**Aim**
In the items from the line containing "Mark one point per instance of the stone" through the end of the items, change "Use this form" to "Follow this format" and return those lines with nothing else altered.

** start Rows **

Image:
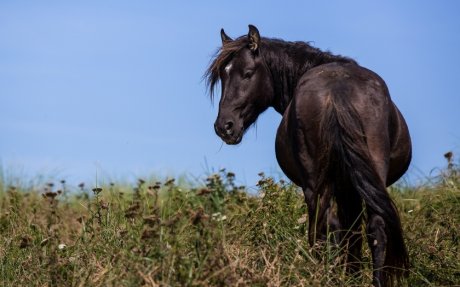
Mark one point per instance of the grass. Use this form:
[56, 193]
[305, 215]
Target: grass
[213, 234]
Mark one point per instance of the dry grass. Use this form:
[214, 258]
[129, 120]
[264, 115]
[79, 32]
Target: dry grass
[162, 234]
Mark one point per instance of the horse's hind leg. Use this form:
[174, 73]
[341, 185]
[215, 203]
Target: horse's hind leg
[349, 209]
[377, 240]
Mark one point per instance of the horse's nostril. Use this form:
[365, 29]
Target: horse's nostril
[228, 126]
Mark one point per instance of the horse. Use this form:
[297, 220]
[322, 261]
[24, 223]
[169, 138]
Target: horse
[341, 138]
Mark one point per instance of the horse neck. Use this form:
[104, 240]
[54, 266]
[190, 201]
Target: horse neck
[287, 62]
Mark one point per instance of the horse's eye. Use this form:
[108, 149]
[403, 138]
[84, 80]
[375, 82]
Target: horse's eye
[248, 74]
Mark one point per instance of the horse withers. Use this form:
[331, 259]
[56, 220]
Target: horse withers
[341, 137]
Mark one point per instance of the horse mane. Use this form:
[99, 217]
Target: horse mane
[221, 58]
[297, 57]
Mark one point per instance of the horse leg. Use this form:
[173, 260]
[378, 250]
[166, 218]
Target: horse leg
[349, 209]
[377, 241]
[317, 217]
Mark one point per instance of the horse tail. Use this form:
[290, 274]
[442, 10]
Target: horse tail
[346, 165]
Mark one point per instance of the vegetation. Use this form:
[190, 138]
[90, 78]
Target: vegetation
[213, 234]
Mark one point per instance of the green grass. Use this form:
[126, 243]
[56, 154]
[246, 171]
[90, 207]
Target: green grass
[213, 234]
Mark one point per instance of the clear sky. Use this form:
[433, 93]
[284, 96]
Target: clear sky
[116, 86]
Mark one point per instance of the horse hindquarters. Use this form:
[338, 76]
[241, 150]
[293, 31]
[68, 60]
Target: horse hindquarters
[347, 169]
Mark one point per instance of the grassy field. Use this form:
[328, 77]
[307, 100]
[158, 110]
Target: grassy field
[210, 234]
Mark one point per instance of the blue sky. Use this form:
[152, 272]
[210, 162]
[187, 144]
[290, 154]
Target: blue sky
[116, 86]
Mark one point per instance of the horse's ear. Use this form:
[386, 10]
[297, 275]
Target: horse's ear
[254, 38]
[225, 38]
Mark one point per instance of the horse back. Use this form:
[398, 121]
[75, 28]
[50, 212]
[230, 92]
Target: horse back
[382, 125]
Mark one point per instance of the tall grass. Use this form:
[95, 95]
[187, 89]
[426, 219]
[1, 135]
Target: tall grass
[214, 234]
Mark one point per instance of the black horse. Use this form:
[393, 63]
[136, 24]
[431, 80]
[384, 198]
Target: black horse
[341, 137]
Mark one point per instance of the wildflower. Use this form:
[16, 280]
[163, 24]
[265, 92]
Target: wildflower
[97, 190]
[50, 194]
[170, 181]
[302, 219]
[203, 191]
[26, 241]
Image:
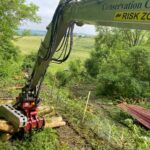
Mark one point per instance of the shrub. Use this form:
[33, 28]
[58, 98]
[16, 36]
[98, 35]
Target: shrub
[28, 62]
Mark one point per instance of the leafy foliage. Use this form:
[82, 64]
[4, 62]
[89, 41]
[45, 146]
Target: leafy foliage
[122, 69]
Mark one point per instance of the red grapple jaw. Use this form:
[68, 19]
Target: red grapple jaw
[31, 111]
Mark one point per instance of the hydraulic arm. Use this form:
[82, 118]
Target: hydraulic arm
[57, 44]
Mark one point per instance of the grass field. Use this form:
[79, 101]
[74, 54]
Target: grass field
[104, 127]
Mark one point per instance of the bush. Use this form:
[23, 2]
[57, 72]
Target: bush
[8, 51]
[28, 62]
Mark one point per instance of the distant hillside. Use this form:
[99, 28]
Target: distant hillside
[33, 32]
[43, 32]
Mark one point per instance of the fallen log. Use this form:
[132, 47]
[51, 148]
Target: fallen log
[6, 127]
[50, 123]
[6, 101]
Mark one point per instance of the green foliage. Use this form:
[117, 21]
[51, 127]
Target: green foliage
[73, 72]
[46, 140]
[28, 62]
[120, 71]
[8, 51]
[13, 13]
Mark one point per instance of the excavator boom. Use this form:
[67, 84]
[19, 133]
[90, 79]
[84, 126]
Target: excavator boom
[114, 13]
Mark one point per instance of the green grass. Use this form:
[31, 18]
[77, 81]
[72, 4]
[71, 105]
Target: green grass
[81, 49]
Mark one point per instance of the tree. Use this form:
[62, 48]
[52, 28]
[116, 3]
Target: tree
[134, 37]
[120, 64]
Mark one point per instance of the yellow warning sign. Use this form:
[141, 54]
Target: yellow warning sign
[143, 16]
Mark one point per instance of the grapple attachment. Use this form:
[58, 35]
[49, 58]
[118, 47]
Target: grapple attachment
[15, 117]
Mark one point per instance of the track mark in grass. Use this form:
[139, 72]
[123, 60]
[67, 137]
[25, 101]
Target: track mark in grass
[68, 136]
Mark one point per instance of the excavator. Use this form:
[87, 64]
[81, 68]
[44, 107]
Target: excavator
[57, 45]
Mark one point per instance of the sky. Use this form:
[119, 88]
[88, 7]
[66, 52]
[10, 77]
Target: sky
[46, 11]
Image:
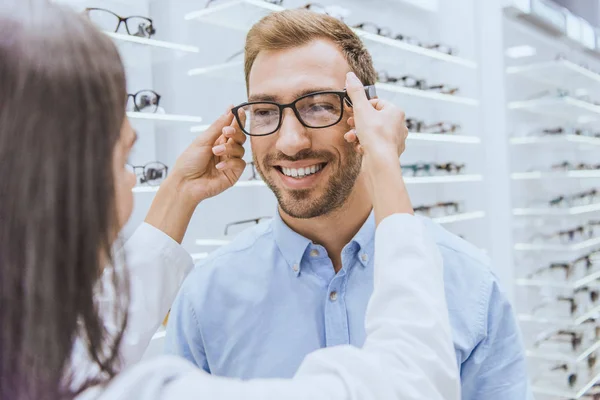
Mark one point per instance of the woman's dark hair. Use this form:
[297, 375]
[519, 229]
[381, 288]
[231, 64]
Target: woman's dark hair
[62, 104]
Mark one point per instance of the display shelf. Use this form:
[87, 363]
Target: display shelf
[414, 49]
[558, 139]
[558, 247]
[398, 89]
[566, 108]
[562, 393]
[576, 284]
[199, 256]
[442, 179]
[152, 42]
[571, 358]
[412, 136]
[560, 74]
[242, 14]
[212, 242]
[460, 217]
[163, 117]
[559, 212]
[595, 173]
[571, 322]
[145, 189]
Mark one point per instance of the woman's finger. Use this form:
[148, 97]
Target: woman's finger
[229, 149]
[235, 133]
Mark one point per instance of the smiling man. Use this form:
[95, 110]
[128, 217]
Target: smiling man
[258, 306]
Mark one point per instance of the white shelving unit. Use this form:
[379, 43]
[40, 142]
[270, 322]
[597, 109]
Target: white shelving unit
[163, 117]
[558, 247]
[557, 212]
[558, 74]
[564, 108]
[119, 37]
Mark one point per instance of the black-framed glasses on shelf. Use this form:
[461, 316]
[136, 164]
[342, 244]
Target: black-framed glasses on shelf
[419, 126]
[255, 221]
[151, 174]
[430, 168]
[145, 101]
[314, 110]
[134, 25]
[447, 208]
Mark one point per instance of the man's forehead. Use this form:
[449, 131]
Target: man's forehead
[318, 65]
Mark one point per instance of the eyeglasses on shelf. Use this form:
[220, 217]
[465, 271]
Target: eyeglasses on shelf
[432, 168]
[255, 221]
[151, 174]
[134, 25]
[145, 101]
[419, 126]
[313, 110]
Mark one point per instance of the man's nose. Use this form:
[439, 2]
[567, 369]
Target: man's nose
[293, 137]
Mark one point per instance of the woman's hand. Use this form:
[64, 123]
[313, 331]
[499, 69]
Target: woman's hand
[379, 134]
[209, 166]
[213, 162]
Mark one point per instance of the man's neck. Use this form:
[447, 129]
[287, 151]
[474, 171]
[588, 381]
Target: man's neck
[334, 230]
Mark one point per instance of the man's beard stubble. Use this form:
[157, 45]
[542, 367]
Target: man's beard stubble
[299, 204]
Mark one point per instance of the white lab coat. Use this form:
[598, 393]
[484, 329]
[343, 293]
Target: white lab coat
[408, 353]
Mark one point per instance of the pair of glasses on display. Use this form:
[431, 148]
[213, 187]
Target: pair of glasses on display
[145, 101]
[567, 236]
[255, 221]
[438, 209]
[432, 168]
[411, 82]
[582, 198]
[386, 32]
[151, 174]
[418, 126]
[576, 268]
[313, 110]
[568, 166]
[134, 26]
[563, 131]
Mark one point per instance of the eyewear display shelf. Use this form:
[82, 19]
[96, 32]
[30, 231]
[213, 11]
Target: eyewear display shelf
[242, 14]
[553, 74]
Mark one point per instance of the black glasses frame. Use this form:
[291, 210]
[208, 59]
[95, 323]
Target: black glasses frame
[134, 96]
[370, 91]
[150, 30]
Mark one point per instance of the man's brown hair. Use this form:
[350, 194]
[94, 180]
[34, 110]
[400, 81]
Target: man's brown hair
[293, 28]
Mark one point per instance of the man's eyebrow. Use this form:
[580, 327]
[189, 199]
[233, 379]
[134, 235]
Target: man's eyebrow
[275, 98]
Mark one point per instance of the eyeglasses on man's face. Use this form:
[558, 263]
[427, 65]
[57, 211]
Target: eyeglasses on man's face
[145, 101]
[314, 110]
[151, 174]
[108, 20]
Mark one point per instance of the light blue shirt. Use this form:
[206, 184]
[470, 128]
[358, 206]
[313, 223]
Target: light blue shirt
[258, 306]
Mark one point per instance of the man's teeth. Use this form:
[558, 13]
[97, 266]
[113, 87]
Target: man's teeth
[301, 172]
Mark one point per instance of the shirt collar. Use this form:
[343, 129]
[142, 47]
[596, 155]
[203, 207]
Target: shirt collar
[293, 245]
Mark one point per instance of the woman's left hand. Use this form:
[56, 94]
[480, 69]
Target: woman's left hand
[213, 162]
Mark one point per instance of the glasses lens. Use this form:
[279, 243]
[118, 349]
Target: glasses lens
[259, 119]
[104, 19]
[320, 110]
[146, 101]
[138, 26]
[154, 174]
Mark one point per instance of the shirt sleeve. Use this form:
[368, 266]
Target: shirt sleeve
[408, 354]
[497, 366]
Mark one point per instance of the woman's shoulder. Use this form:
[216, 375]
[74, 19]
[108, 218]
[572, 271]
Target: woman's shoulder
[143, 381]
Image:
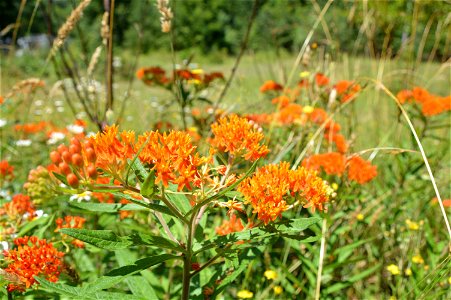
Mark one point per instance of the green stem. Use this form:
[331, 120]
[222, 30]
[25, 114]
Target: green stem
[191, 227]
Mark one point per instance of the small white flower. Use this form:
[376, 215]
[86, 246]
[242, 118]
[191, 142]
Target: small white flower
[55, 137]
[5, 194]
[75, 129]
[86, 196]
[40, 213]
[23, 143]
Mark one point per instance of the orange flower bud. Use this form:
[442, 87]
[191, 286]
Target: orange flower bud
[64, 168]
[77, 160]
[66, 156]
[55, 157]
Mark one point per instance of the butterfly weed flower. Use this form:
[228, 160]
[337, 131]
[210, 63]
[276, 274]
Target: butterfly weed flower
[20, 207]
[172, 156]
[360, 170]
[332, 163]
[270, 85]
[238, 137]
[270, 188]
[112, 149]
[33, 257]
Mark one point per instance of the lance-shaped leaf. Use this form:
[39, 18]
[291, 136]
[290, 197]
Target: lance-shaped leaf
[106, 239]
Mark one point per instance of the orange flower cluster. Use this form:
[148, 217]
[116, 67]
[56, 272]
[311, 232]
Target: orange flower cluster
[152, 75]
[268, 189]
[33, 257]
[76, 161]
[238, 136]
[360, 170]
[112, 151]
[31, 128]
[71, 222]
[431, 104]
[270, 85]
[19, 206]
[158, 76]
[227, 227]
[347, 89]
[333, 163]
[321, 79]
[172, 156]
[6, 171]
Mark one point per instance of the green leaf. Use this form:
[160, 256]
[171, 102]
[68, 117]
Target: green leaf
[80, 292]
[289, 229]
[151, 206]
[148, 188]
[230, 278]
[117, 275]
[105, 207]
[138, 285]
[141, 264]
[105, 239]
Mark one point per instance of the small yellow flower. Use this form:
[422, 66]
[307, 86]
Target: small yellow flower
[417, 259]
[393, 269]
[270, 274]
[194, 81]
[245, 294]
[307, 109]
[277, 290]
[412, 225]
[304, 74]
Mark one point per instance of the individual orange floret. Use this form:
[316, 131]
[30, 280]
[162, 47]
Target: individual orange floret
[19, 207]
[435, 105]
[360, 170]
[270, 85]
[347, 89]
[6, 171]
[321, 79]
[289, 114]
[405, 96]
[227, 227]
[71, 222]
[33, 257]
[282, 101]
[267, 190]
[333, 163]
[112, 149]
[172, 156]
[238, 137]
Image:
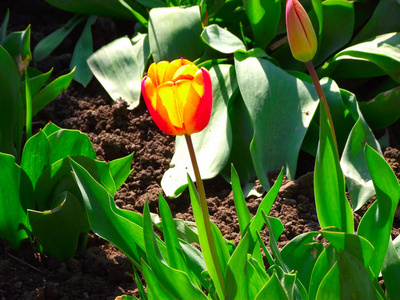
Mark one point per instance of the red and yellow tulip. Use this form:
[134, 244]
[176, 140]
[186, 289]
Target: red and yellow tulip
[301, 35]
[179, 96]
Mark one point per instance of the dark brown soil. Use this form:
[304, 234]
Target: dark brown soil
[101, 271]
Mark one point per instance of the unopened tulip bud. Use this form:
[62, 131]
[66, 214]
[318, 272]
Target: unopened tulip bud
[301, 35]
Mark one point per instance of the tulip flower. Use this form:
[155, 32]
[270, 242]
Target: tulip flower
[179, 96]
[300, 32]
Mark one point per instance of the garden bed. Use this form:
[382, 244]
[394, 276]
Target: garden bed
[101, 271]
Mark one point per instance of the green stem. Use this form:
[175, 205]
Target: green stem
[204, 209]
[321, 96]
[28, 107]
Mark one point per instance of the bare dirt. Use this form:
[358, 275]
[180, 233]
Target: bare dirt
[101, 271]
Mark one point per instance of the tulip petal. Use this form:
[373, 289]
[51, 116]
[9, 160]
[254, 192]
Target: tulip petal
[185, 72]
[166, 95]
[198, 83]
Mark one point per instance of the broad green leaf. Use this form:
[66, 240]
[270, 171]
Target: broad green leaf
[174, 32]
[337, 28]
[212, 145]
[51, 91]
[264, 18]
[140, 286]
[242, 133]
[257, 277]
[236, 277]
[155, 289]
[390, 272]
[377, 222]
[353, 161]
[83, 50]
[351, 243]
[52, 41]
[16, 196]
[121, 232]
[342, 119]
[205, 243]
[242, 211]
[118, 69]
[135, 12]
[167, 276]
[120, 169]
[36, 82]
[287, 280]
[272, 290]
[50, 128]
[3, 27]
[35, 156]
[57, 230]
[10, 80]
[383, 110]
[175, 258]
[221, 39]
[301, 254]
[111, 8]
[375, 57]
[67, 142]
[18, 46]
[384, 20]
[324, 263]
[333, 208]
[348, 279]
[280, 115]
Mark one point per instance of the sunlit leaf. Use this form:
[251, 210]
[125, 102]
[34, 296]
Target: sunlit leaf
[52, 41]
[83, 50]
[174, 32]
[221, 39]
[57, 230]
[280, 115]
[119, 67]
[377, 222]
[333, 208]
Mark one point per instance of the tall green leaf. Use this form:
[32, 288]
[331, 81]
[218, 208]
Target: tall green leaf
[337, 28]
[57, 230]
[333, 208]
[377, 222]
[167, 276]
[174, 32]
[52, 41]
[51, 91]
[264, 18]
[10, 80]
[348, 279]
[353, 161]
[105, 221]
[378, 56]
[83, 50]
[221, 39]
[119, 67]
[384, 20]
[280, 115]
[16, 196]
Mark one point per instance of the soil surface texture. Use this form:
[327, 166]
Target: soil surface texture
[102, 271]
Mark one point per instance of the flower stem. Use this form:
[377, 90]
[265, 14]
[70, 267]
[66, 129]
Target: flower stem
[321, 96]
[205, 214]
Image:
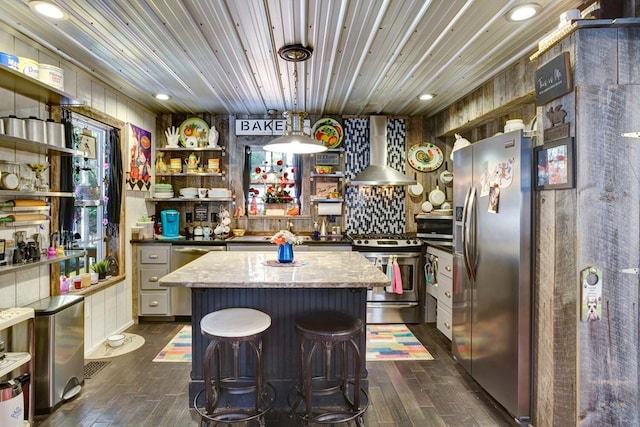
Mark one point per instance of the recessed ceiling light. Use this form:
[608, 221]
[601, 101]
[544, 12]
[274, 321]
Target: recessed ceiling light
[48, 9]
[523, 12]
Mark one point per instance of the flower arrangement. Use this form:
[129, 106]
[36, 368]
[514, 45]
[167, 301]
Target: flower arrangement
[285, 236]
[275, 183]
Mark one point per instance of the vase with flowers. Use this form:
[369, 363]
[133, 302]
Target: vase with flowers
[285, 241]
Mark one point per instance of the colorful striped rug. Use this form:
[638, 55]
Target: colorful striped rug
[178, 349]
[394, 342]
[384, 343]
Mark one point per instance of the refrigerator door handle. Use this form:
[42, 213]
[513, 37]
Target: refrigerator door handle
[468, 229]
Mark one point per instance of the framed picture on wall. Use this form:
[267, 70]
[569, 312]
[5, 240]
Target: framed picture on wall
[554, 165]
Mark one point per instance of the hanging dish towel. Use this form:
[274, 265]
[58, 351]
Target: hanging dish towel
[390, 274]
[378, 289]
[397, 277]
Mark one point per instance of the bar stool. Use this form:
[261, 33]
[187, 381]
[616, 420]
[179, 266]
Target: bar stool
[233, 326]
[313, 402]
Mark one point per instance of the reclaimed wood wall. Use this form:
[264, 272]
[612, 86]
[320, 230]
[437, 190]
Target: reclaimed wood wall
[586, 373]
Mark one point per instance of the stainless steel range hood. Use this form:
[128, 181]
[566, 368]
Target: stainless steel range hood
[378, 173]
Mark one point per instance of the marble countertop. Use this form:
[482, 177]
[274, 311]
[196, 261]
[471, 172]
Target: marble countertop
[253, 270]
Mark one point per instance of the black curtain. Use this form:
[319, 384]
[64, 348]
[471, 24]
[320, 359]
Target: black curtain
[66, 178]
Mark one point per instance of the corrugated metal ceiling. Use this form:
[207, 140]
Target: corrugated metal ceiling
[220, 56]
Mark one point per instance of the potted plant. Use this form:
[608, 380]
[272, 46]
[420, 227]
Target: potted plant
[100, 267]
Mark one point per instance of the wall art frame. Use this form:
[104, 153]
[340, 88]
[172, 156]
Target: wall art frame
[554, 165]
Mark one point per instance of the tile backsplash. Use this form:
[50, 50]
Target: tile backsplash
[374, 209]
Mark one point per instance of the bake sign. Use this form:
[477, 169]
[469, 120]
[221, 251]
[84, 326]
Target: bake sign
[265, 126]
[553, 79]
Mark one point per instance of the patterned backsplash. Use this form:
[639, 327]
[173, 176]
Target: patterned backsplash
[374, 209]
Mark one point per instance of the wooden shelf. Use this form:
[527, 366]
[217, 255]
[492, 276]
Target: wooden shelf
[17, 82]
[190, 199]
[218, 148]
[36, 147]
[10, 268]
[34, 194]
[190, 174]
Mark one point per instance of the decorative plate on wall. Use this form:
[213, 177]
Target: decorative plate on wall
[425, 157]
[194, 127]
[328, 131]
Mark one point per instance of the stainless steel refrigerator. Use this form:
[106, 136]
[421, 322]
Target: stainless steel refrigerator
[492, 270]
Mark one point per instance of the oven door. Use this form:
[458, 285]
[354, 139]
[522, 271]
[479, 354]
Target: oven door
[390, 307]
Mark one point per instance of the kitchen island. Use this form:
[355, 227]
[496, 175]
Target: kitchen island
[318, 281]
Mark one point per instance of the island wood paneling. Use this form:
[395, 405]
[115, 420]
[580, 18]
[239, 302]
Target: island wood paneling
[284, 305]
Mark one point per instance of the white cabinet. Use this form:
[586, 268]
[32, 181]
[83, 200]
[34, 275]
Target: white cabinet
[153, 263]
[19, 359]
[440, 286]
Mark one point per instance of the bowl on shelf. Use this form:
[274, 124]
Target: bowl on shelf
[324, 169]
[116, 340]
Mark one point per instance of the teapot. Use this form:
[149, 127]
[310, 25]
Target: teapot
[193, 161]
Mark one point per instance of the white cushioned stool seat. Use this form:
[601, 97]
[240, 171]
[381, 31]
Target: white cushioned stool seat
[235, 322]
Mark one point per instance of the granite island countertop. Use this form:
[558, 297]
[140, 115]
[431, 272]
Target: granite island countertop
[251, 270]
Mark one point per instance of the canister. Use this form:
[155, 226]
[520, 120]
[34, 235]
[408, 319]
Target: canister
[10, 61]
[52, 76]
[14, 126]
[55, 133]
[29, 67]
[36, 129]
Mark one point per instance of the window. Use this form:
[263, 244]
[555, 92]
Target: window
[89, 183]
[272, 178]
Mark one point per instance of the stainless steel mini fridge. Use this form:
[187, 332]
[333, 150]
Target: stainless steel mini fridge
[59, 350]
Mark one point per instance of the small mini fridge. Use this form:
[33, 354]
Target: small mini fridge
[59, 350]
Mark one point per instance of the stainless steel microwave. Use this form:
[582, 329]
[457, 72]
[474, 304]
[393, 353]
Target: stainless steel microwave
[433, 227]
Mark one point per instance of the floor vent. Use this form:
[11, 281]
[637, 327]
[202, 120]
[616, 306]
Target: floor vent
[91, 369]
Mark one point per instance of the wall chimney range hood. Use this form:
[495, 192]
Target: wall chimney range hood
[378, 173]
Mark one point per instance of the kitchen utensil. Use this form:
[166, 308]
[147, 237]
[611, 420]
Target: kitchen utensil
[194, 128]
[416, 190]
[329, 131]
[55, 133]
[437, 196]
[446, 176]
[425, 157]
[14, 126]
[460, 143]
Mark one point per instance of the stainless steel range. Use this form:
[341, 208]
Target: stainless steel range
[387, 305]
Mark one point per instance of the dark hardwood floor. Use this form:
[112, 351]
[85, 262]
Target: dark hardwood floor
[134, 391]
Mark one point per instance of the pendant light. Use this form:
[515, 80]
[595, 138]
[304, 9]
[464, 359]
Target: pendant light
[293, 139]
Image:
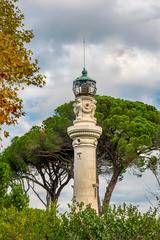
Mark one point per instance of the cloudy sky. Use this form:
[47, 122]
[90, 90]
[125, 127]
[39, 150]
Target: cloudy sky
[122, 55]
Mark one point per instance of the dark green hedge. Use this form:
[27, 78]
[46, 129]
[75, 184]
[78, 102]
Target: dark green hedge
[122, 223]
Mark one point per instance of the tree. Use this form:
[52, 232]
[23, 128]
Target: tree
[17, 68]
[11, 194]
[43, 156]
[131, 130]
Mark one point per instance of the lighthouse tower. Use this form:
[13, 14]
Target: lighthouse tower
[84, 134]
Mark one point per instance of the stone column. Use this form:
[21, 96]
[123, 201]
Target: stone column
[84, 134]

** end Rows **

**Written reply**
Mark one point per instance of the stone column. Follow this format:
[21, 96]
[123, 201]
Target: stone column
[84, 134]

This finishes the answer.